**Requirement**
Carry on the first-person passage below about a morning drive to a hospital film set, starting right after its final sentence.

##### Passage provided

I drive through a silent Peckham and Greenwich and head towards the
Blackwall Tunnel. Oh, what a surprise — there’s a traffic jam up ahead of me.
We queue up to the lights for about 200 yards while I try to answer some texts
from yesterday that I’ve forgotten about. A man behind beeps me because I
haven’t edged up twelve feet when the traffic has moved. Crawl onto the A2 and
start heading towards the Tunnel. Not my favourite journey this, and I always
find myself fantasising about water coming in or a fire when I’m down there,
and look for secret doors I could escape out of. It’s so long too. Seems to
take ages to get through. Once on the other side, at least I am heading against
the flow of the rush-hour traffic. It only takes me ten minutes to get to the
hospital from here. I pull into a parking space, say hello to the security guy
and head in ten minutes early.

One of
the marvels of filming is the breakfasts. As I come into the communal area I
see, as usual, a veritable Roman-eat-till-you-explode feast of sausages,
scrambled egg, beans, toast, mushrooms — the full English — and manage to grab
a couple of sausages before I am hauled into make-up by Christine the make-up
woman.

My
make-up routine for Kim, the slobby, jaded nurse I play is mercifully short,
because we are trying to make the series as naturalistic as possible, so I just
have a tiny bit of foundation and some eyebrows, and then I’m ready for action.
Gathering more sausages en route, I make my way to the set, which is a perfect
replica of a ward in a downmarket, slightly under-funded NHS hospital.

##########
##### Excerpted records

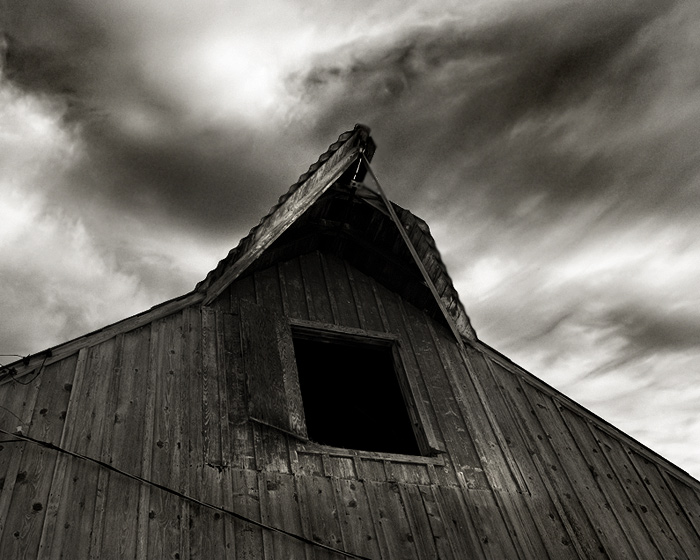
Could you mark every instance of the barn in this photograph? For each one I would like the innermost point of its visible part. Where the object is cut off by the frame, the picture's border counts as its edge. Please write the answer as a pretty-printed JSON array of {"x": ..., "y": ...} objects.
[{"x": 321, "y": 394}]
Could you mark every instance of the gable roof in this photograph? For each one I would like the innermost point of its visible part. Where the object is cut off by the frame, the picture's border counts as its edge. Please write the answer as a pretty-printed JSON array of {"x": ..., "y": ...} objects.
[
  {"x": 295, "y": 207},
  {"x": 308, "y": 203}
]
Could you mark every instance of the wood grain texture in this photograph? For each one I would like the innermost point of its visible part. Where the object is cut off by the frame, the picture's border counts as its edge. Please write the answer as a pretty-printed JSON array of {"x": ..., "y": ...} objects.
[{"x": 537, "y": 477}]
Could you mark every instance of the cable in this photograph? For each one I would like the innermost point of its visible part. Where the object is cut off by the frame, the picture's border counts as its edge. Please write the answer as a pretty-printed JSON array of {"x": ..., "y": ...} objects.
[
  {"x": 142, "y": 480},
  {"x": 13, "y": 414},
  {"x": 38, "y": 371}
]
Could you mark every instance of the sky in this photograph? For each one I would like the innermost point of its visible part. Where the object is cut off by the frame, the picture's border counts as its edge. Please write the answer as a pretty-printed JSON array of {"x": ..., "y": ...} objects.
[{"x": 551, "y": 145}]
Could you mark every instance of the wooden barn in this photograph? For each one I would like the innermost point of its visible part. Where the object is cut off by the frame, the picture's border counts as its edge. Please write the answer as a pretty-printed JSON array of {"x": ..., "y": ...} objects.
[{"x": 320, "y": 395}]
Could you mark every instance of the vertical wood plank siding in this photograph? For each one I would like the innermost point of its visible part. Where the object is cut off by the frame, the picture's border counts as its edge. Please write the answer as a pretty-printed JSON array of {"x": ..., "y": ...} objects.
[{"x": 530, "y": 475}]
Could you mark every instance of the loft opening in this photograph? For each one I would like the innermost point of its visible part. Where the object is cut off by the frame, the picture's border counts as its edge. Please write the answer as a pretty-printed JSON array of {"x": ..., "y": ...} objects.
[{"x": 352, "y": 394}]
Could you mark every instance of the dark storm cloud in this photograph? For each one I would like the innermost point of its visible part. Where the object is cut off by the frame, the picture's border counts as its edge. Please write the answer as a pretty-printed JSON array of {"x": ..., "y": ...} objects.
[{"x": 500, "y": 103}]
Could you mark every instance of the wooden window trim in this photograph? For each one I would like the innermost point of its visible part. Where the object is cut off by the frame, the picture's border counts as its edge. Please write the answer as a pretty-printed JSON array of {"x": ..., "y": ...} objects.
[
  {"x": 319, "y": 449},
  {"x": 428, "y": 444}
]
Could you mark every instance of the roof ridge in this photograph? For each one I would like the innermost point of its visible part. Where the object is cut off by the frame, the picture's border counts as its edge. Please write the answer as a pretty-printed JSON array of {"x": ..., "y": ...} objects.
[{"x": 238, "y": 249}]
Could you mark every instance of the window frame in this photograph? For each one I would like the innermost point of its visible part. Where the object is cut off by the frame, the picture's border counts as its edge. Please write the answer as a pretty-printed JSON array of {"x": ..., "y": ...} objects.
[
  {"x": 273, "y": 392},
  {"x": 428, "y": 444}
]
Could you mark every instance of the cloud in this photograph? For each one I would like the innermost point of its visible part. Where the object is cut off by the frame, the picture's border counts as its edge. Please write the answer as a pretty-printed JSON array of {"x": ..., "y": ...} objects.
[{"x": 551, "y": 146}]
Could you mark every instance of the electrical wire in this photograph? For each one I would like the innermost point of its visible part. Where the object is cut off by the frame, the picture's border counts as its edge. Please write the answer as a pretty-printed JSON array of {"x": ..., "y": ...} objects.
[
  {"x": 38, "y": 371},
  {"x": 191, "y": 499}
]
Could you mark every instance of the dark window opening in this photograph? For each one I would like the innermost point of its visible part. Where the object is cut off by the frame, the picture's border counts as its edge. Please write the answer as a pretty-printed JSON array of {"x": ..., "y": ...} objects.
[{"x": 352, "y": 397}]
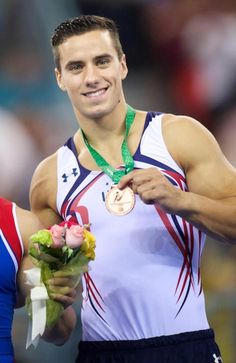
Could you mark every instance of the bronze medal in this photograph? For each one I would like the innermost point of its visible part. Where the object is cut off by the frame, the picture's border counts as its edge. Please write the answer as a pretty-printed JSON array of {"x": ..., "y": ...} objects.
[{"x": 120, "y": 202}]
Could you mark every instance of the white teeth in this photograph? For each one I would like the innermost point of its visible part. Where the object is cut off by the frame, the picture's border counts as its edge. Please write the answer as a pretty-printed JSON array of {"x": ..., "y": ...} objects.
[{"x": 94, "y": 94}]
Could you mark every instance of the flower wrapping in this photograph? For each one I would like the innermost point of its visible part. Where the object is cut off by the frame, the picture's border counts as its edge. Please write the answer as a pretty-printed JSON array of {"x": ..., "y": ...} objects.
[{"x": 64, "y": 249}]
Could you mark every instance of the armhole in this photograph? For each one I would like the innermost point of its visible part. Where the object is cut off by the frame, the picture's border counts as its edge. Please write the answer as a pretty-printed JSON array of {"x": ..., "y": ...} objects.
[{"x": 165, "y": 147}]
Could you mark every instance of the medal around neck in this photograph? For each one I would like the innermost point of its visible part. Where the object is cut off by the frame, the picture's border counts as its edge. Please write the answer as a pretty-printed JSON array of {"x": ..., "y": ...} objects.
[{"x": 120, "y": 202}]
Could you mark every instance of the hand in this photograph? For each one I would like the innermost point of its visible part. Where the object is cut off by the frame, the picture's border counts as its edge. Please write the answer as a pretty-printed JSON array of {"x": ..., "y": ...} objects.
[
  {"x": 153, "y": 187},
  {"x": 64, "y": 289}
]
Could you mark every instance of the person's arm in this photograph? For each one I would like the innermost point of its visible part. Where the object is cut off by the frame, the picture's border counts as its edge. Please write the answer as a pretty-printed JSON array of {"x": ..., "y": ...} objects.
[
  {"x": 61, "y": 331},
  {"x": 210, "y": 203},
  {"x": 43, "y": 191}
]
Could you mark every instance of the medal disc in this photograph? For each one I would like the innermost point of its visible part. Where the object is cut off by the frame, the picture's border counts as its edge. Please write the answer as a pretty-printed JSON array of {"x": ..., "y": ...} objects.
[{"x": 120, "y": 202}]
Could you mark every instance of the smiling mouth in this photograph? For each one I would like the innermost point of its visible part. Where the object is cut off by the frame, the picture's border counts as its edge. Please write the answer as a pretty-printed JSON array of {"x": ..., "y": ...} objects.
[{"x": 96, "y": 93}]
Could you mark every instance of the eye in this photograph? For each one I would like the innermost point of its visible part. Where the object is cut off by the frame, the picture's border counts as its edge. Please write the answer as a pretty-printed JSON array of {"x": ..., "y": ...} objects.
[
  {"x": 103, "y": 61},
  {"x": 75, "y": 67}
]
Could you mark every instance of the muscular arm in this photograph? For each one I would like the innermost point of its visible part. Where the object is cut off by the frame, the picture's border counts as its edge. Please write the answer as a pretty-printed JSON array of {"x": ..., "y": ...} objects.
[
  {"x": 210, "y": 203},
  {"x": 43, "y": 192}
]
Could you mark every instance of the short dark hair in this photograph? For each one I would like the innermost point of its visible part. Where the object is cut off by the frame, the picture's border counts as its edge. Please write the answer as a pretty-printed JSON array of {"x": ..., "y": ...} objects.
[{"x": 80, "y": 25}]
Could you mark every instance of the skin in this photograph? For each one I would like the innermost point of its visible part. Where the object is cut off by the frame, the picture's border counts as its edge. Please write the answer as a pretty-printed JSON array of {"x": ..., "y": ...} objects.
[
  {"x": 92, "y": 76},
  {"x": 59, "y": 334}
]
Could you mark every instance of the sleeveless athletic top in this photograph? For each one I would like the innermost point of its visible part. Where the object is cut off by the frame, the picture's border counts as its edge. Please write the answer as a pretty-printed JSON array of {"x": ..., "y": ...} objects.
[
  {"x": 11, "y": 253},
  {"x": 145, "y": 280}
]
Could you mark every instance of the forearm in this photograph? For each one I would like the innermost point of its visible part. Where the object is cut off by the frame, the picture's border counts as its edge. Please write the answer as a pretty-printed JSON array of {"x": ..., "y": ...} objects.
[
  {"x": 61, "y": 331},
  {"x": 217, "y": 218}
]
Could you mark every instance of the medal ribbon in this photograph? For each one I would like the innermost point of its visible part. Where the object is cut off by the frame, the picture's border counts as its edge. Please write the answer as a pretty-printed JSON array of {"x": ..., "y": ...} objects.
[{"x": 113, "y": 173}]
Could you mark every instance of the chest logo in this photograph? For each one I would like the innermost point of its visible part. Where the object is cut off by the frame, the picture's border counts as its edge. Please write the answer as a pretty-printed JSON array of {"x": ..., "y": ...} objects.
[{"x": 65, "y": 177}]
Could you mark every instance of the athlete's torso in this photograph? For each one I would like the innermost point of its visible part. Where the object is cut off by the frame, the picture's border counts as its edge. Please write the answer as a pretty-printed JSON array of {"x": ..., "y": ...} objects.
[
  {"x": 11, "y": 253},
  {"x": 145, "y": 280}
]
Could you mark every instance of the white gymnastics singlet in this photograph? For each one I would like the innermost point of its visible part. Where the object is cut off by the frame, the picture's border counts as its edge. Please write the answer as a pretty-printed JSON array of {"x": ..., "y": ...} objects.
[{"x": 145, "y": 280}]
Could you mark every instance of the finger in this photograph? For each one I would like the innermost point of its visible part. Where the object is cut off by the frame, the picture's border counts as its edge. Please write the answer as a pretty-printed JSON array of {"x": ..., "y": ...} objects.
[
  {"x": 126, "y": 180},
  {"x": 65, "y": 300}
]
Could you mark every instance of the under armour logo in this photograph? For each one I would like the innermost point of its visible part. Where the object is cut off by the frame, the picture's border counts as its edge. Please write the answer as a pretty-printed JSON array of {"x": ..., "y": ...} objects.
[
  {"x": 217, "y": 359},
  {"x": 65, "y": 177}
]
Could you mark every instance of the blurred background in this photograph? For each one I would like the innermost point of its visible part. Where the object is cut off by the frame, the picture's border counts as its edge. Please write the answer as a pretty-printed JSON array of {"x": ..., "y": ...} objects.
[{"x": 182, "y": 59}]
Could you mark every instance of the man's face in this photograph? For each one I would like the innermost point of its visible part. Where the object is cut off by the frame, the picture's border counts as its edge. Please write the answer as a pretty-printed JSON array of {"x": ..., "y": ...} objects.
[{"x": 91, "y": 73}]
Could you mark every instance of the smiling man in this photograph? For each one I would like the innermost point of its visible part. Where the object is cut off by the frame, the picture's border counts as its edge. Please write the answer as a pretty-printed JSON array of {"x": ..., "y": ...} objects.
[{"x": 152, "y": 185}]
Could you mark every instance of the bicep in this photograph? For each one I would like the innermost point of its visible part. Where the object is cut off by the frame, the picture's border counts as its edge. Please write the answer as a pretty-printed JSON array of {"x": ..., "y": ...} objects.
[{"x": 43, "y": 192}]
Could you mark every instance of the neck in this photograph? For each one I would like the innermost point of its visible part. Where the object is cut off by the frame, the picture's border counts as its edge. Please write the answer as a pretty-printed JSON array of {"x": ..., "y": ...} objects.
[{"x": 108, "y": 128}]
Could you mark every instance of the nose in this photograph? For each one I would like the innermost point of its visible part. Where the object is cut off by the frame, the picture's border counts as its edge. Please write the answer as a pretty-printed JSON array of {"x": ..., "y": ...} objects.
[{"x": 91, "y": 75}]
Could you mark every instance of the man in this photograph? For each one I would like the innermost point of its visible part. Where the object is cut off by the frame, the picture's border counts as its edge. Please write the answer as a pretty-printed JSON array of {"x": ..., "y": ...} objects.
[
  {"x": 151, "y": 185},
  {"x": 16, "y": 226}
]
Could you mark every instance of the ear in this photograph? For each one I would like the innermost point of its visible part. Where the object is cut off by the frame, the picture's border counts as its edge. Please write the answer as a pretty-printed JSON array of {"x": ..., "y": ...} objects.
[
  {"x": 124, "y": 68},
  {"x": 59, "y": 79}
]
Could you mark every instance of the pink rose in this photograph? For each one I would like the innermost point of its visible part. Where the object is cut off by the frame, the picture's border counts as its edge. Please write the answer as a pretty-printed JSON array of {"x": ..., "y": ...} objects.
[
  {"x": 74, "y": 236},
  {"x": 58, "y": 236}
]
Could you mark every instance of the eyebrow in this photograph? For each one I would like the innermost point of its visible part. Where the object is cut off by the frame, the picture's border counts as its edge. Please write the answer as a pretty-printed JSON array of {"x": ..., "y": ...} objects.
[{"x": 97, "y": 58}]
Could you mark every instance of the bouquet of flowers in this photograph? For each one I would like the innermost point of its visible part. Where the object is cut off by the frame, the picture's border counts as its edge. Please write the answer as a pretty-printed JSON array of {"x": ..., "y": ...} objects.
[{"x": 64, "y": 248}]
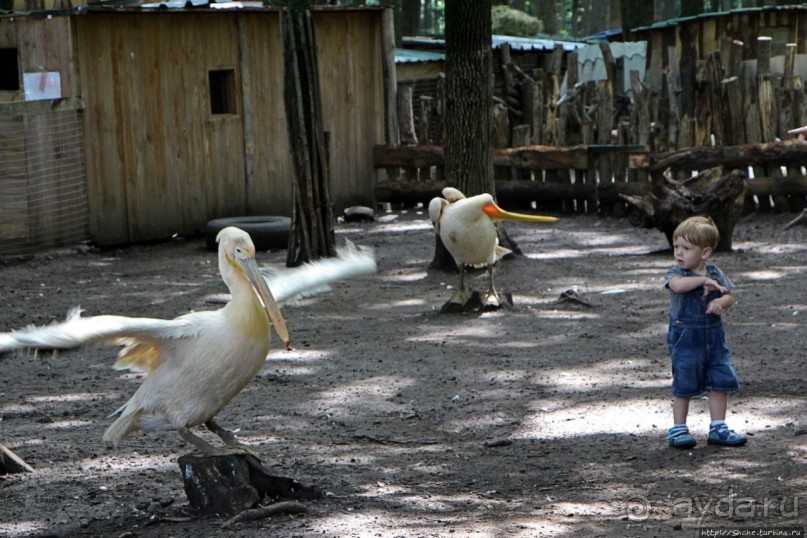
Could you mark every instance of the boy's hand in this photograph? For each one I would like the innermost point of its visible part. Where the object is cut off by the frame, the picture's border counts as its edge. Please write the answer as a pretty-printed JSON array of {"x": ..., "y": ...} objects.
[
  {"x": 715, "y": 307},
  {"x": 710, "y": 285}
]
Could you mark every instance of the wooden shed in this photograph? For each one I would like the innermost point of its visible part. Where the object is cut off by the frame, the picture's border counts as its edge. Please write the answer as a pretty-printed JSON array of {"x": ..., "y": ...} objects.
[{"x": 158, "y": 120}]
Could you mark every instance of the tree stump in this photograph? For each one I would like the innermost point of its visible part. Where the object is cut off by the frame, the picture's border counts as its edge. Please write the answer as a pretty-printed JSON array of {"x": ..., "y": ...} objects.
[
  {"x": 225, "y": 485},
  {"x": 710, "y": 193},
  {"x": 10, "y": 463}
]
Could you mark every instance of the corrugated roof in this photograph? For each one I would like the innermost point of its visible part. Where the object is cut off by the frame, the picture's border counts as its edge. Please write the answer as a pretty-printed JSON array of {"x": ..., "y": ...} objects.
[
  {"x": 404, "y": 56},
  {"x": 675, "y": 22},
  {"x": 516, "y": 43}
]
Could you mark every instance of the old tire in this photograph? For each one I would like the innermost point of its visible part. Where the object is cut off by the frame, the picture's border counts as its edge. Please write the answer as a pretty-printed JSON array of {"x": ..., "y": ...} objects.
[{"x": 267, "y": 232}]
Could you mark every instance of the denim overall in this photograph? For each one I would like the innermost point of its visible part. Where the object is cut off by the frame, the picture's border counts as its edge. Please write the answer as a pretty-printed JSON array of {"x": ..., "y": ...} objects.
[{"x": 697, "y": 342}]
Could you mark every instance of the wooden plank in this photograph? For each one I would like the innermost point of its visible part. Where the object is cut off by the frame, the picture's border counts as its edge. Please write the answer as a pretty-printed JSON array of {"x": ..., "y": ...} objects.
[
  {"x": 351, "y": 71},
  {"x": 270, "y": 193}
]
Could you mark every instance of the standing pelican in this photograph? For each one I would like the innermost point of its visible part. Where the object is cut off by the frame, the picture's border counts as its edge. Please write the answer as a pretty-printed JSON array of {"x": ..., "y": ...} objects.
[
  {"x": 467, "y": 228},
  {"x": 196, "y": 363}
]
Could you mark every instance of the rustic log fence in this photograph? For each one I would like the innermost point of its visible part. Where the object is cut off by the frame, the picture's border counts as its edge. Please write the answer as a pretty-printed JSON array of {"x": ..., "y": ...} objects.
[{"x": 578, "y": 152}]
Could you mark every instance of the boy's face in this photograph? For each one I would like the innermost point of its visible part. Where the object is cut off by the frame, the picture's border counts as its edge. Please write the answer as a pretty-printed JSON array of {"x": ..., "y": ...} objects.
[{"x": 690, "y": 256}]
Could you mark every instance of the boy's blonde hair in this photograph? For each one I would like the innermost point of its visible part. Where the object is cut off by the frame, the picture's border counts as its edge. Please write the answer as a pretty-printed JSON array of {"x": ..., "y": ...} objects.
[{"x": 700, "y": 231}]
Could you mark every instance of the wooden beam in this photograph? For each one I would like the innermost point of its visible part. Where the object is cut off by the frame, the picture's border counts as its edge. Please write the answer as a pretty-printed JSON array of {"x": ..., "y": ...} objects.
[{"x": 532, "y": 157}]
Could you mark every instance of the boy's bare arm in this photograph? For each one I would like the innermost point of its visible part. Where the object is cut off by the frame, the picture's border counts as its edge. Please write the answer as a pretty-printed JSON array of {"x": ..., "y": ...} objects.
[
  {"x": 720, "y": 305},
  {"x": 684, "y": 284}
]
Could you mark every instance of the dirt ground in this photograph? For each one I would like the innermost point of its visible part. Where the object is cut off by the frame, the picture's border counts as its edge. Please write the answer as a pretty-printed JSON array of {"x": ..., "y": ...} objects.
[{"x": 545, "y": 420}]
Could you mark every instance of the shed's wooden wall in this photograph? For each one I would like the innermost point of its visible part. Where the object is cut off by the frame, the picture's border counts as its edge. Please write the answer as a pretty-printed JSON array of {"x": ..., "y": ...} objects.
[
  {"x": 160, "y": 163},
  {"x": 350, "y": 66},
  {"x": 43, "y": 44},
  {"x": 266, "y": 154}
]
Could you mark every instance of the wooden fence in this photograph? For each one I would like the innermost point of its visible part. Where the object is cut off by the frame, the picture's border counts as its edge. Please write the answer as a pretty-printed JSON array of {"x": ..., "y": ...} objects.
[{"x": 579, "y": 151}]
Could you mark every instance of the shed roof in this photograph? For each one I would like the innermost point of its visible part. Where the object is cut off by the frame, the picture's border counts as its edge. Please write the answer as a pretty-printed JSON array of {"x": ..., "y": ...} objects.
[
  {"x": 409, "y": 56},
  {"x": 675, "y": 22},
  {"x": 516, "y": 43}
]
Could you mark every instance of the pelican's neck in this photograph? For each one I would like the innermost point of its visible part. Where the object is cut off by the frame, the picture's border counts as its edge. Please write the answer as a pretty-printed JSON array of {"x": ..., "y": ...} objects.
[{"x": 246, "y": 310}]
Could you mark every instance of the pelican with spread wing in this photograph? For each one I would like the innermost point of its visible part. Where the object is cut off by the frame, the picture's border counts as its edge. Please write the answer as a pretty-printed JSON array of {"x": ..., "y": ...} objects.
[{"x": 195, "y": 364}]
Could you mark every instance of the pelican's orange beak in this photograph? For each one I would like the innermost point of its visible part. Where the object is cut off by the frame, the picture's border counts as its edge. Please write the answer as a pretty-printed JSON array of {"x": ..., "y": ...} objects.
[
  {"x": 250, "y": 269},
  {"x": 495, "y": 212}
]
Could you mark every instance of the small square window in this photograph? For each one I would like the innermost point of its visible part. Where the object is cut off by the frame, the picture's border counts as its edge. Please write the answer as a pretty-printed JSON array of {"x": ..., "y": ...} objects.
[
  {"x": 9, "y": 70},
  {"x": 222, "y": 92}
]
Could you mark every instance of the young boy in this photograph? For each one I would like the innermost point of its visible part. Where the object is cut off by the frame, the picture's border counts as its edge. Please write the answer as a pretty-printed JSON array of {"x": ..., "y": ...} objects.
[{"x": 699, "y": 294}]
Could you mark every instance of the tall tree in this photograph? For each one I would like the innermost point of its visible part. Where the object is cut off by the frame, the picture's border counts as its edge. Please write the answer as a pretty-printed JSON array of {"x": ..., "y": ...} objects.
[
  {"x": 467, "y": 148},
  {"x": 635, "y": 14},
  {"x": 312, "y": 229},
  {"x": 549, "y": 14},
  {"x": 469, "y": 96}
]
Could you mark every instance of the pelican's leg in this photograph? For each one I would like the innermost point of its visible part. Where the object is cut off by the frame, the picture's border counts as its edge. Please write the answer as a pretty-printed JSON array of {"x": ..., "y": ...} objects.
[
  {"x": 229, "y": 439},
  {"x": 492, "y": 298},
  {"x": 462, "y": 295},
  {"x": 225, "y": 434},
  {"x": 462, "y": 277},
  {"x": 203, "y": 446}
]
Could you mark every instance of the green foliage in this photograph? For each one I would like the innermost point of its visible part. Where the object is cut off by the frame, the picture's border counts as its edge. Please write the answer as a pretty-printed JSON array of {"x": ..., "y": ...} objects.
[{"x": 508, "y": 21}]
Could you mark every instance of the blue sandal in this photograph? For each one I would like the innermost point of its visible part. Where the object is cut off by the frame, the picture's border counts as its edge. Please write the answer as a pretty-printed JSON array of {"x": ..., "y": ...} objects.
[
  {"x": 679, "y": 437},
  {"x": 723, "y": 436}
]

##########

**Result of the exercise**
 

8 a.m
. The first scene is a nice little one where I have to smoke in the
toilet and speak to my husband ‘Dave’ on the phone. The toilet’s reasonably big
but not massive, and I am plonked rather uncomfortably on the edge of it so
they can get me into shot. Also, it’s absolutely bloody freezing, especially as
I have a thin cotton nurse’s dress and some alluring popsox on and have to
pretend I’m in an overheated hospital. Everyone else seems to be wearing
outdoor coats and jackets, the bastards.

Rather
gloriously we have to do several retakes, which means several fags, a nice
little break. Peter (Capaldi), the director and the cameramen Casper and Gary,
a right cheeky pair, are located just outside the lay with Doug the delightful
sound man, and we have a good laugh as I try and blow smoke out of the tiny
open window. It’s amazing how long these things take and I suppose half an hour
later we finish and everyone moves onto the next scene.